◆ Goal A: Rewrite everything in the records from their start down to the line containing "left=0, top=0, right=75, bottom=75", changing "crowd of people" to "group of people" and leaving all else unchanged.

◆ Source:
The Commercial Court in this case considered whether an application challenging the court’s jurisdiction had been made in time and, if not, should there be relief from sanctions.
Griffin, a Guernsey insurance company, insured the “FREE GODDESS”, under a policy of kidnap and ransom insurance for a 30-day round trip through the Gulf of Aden. In February 2012, while carrying a cargo of rolled steel coil from Egypt to Thailand pursuant to bills of lading issued on 20 and 26 January 2012, the vessel was seized by pirates in the Arabian Sea and taken to Somalia. As a result Griffin paid out just under US $6.5 million under the policy, including sums by way of ransom payments, and the vessel was eventually released and arrived in Salalah, Oman in October 2012. General average was declared and in February 2013, while the vessel was still in Salalah, a settlement agreement was reached between Griffin, the shipowner and the vessel’s manager.

◆ Provided data:

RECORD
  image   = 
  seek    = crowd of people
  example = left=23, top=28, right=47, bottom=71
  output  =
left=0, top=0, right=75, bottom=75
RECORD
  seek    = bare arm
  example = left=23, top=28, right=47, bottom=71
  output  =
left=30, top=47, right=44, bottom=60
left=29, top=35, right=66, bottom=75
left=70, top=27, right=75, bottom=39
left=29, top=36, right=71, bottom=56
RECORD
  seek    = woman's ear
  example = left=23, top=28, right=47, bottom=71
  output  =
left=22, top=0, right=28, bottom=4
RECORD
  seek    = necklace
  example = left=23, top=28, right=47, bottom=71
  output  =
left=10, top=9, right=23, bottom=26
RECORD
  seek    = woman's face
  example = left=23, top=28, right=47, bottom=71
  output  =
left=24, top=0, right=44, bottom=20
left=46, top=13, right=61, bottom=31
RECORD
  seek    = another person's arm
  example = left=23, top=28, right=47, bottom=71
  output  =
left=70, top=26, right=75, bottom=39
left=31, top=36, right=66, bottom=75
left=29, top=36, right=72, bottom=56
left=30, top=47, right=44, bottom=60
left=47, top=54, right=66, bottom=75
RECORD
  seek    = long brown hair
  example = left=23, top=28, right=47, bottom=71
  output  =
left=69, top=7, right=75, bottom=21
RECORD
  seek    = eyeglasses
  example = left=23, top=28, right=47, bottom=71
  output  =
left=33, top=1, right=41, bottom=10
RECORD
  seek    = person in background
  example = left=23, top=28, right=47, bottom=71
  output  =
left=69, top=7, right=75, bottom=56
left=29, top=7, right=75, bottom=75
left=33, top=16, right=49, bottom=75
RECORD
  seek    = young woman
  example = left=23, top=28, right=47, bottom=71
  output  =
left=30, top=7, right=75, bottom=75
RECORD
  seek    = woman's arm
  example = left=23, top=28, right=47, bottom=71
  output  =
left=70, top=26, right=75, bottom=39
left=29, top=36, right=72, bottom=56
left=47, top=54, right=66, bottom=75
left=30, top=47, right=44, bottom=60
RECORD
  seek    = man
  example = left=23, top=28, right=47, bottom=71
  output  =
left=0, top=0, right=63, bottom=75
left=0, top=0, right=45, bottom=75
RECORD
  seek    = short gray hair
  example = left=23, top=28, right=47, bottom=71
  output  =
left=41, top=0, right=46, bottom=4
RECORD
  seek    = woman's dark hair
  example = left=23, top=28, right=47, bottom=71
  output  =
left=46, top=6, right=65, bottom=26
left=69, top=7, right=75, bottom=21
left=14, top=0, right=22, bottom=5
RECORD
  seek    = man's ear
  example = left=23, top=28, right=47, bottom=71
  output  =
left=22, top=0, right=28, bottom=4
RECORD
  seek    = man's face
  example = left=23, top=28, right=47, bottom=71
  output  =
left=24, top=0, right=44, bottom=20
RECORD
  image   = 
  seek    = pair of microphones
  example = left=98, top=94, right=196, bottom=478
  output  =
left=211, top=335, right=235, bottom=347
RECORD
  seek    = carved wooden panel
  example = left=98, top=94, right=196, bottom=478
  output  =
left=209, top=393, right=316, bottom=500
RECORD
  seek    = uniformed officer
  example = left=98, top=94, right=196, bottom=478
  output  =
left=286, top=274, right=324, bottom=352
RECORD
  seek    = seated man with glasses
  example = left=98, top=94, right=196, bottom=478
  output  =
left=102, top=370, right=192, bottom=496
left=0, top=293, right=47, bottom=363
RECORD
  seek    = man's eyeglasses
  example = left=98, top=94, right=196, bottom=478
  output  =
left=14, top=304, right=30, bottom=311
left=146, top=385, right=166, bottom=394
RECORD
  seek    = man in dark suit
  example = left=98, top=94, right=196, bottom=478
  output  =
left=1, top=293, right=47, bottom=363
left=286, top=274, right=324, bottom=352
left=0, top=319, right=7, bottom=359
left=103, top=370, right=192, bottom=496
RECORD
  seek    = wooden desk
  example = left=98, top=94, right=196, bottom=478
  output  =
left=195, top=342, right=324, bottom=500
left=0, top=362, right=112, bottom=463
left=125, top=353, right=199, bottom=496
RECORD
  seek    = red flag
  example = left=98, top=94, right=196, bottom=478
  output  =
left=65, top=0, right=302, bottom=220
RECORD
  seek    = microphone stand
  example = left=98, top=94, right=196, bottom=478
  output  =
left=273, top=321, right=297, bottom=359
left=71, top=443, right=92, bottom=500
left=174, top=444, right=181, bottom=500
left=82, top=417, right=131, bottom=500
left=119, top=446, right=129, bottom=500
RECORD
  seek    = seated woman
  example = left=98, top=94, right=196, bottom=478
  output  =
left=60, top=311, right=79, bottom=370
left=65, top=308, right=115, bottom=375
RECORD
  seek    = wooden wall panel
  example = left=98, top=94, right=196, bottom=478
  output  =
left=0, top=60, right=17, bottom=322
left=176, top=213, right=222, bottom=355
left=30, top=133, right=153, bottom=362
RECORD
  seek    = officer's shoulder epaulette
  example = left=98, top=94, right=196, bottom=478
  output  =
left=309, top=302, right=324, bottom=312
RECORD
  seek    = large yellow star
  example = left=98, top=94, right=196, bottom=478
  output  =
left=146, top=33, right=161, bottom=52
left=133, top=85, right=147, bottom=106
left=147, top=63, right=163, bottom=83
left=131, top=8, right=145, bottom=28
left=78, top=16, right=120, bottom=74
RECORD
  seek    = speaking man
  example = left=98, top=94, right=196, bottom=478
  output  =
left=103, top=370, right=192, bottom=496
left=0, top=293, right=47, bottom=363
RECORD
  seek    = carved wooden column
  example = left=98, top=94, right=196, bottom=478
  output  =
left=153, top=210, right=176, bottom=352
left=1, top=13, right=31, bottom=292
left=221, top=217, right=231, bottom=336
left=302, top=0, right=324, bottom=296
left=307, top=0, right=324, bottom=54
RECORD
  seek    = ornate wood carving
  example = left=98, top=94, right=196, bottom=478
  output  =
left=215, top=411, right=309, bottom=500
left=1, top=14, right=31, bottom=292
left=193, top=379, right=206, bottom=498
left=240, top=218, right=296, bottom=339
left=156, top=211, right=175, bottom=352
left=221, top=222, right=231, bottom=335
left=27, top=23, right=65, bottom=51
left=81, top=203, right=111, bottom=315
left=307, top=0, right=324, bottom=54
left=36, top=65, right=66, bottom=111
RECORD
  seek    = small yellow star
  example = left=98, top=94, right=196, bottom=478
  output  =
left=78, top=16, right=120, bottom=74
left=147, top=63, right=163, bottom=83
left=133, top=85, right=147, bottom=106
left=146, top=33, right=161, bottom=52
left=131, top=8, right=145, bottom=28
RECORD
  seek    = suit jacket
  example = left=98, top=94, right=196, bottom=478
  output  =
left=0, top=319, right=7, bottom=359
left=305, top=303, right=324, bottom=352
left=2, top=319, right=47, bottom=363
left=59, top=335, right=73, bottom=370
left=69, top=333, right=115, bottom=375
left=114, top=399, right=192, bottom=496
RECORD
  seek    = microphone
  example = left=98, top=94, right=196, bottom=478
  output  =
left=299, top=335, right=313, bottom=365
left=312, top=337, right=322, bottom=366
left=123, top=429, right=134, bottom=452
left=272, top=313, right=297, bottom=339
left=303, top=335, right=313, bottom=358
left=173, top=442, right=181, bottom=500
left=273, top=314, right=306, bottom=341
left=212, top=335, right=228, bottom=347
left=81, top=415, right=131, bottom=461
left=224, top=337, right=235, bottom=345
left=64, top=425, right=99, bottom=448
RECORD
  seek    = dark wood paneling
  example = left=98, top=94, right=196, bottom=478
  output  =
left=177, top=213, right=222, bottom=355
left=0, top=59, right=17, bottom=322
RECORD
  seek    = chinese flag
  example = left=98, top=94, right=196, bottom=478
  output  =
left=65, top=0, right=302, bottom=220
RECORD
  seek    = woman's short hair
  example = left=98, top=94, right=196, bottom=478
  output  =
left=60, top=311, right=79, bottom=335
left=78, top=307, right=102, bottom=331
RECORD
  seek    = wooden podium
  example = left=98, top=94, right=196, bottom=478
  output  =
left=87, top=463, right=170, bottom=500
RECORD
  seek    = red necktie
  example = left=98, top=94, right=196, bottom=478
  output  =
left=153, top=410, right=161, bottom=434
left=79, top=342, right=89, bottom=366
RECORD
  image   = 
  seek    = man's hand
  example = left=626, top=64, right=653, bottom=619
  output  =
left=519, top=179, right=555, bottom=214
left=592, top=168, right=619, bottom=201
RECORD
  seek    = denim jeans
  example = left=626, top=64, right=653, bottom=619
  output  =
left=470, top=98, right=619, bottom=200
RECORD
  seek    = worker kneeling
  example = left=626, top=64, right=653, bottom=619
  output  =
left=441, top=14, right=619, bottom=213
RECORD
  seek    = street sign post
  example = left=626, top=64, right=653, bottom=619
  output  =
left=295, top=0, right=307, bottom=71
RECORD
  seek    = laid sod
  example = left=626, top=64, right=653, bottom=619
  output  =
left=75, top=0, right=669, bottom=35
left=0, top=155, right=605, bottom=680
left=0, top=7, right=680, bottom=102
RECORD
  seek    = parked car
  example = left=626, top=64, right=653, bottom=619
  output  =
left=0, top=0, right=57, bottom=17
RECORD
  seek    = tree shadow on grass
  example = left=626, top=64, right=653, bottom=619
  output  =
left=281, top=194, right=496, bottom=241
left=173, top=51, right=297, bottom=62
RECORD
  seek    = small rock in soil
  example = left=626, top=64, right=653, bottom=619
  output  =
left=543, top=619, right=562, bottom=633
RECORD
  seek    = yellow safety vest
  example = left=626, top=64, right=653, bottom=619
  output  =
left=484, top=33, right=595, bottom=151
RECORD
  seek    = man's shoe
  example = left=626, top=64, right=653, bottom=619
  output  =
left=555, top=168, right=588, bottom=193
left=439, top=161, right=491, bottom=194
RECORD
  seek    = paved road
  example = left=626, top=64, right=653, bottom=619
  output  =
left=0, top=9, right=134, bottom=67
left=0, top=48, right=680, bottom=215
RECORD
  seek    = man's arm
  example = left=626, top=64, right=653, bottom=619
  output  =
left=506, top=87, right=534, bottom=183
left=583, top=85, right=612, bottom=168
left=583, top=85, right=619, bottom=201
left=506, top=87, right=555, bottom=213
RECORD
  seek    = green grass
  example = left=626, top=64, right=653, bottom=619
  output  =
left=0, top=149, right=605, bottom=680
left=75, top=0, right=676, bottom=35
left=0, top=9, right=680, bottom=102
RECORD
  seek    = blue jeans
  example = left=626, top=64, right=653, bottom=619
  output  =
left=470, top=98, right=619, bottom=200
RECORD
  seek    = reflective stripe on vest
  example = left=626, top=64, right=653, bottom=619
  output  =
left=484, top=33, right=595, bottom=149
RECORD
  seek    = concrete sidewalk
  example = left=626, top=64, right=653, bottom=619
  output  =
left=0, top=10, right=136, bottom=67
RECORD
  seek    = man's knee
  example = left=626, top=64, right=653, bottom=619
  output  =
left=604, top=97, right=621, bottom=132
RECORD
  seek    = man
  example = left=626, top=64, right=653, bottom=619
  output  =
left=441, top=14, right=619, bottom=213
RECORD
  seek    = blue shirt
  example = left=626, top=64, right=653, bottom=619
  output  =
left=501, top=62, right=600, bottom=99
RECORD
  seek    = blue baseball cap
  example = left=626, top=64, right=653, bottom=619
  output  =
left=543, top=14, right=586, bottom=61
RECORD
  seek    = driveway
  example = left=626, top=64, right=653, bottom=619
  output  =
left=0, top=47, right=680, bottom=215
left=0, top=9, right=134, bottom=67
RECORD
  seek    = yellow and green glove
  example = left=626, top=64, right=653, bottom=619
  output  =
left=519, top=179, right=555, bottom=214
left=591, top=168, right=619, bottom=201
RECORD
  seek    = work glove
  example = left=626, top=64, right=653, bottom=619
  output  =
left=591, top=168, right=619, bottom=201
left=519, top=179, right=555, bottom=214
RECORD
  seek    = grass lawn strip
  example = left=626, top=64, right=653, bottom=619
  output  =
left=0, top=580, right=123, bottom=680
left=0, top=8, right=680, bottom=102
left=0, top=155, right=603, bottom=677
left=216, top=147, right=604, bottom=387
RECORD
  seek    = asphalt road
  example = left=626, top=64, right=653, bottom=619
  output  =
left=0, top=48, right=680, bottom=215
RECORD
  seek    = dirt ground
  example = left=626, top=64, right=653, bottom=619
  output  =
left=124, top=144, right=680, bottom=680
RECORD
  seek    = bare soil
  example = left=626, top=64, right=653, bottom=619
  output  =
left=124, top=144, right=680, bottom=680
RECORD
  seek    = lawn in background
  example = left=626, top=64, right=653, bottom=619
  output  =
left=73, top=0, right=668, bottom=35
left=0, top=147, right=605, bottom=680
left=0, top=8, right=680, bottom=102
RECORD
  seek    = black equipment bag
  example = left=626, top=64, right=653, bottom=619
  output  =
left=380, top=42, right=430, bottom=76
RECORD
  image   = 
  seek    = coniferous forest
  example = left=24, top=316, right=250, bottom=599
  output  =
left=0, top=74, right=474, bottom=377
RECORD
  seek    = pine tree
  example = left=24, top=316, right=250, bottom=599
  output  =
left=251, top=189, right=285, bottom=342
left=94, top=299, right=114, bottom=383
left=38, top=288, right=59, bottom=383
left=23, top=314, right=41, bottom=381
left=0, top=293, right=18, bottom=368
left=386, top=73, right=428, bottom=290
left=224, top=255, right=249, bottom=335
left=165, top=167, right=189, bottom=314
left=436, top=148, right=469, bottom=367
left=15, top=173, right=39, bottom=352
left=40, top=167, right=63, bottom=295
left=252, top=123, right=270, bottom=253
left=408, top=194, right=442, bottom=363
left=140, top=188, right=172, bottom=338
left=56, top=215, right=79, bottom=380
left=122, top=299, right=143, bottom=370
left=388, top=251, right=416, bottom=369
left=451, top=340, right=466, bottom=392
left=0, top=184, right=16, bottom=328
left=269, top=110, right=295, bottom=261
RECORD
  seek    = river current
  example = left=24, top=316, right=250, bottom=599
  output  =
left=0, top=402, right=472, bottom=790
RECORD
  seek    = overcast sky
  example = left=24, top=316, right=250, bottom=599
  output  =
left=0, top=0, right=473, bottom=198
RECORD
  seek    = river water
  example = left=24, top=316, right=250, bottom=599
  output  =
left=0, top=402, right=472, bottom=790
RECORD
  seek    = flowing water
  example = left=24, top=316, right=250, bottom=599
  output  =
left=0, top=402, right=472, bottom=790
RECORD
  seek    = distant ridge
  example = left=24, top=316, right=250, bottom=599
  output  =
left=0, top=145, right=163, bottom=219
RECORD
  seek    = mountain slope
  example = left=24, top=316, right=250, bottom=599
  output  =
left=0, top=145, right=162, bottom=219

◆ Goal B: Retype in full the text on the Commercial Court case about the kidnap and ransom insurance of the "FREE GODDESS".

◆ Written response A:
RECORD
  image   = 
  seek    = group of people
  example = left=23, top=28, right=47, bottom=71
  output  =
left=0, top=0, right=75, bottom=75

◆ Written response B:
The Commercial Court in this case considered whether an application challenging the court’s jurisdiction had been made in time and, if not, should there be relief from sanctions.
Griffin, a Guernsey insurance company, insured the “FREE GODDESS”, under a policy of kidnap and ransom insurance for a 30-day round trip through the Gulf of Aden. In February 2012, while carrying a cargo of rolled steel coil from Egypt to Thailand pursuant to bills of lading issued on 20 and 26 January 2012, the vessel was seized by pirates in the Arabian Sea and taken to Somalia. As a result Griffin paid out just under US $6.5 million under the policy, including sums by way of ransom payments, and the vessel was eventually released and arrived in Salalah, Oman in October 2012. General average was declared and in February 2013, while the vessel was still in Salalah, a settlement agreement was reached between Griffin, the shipowner and the vessel’s manager.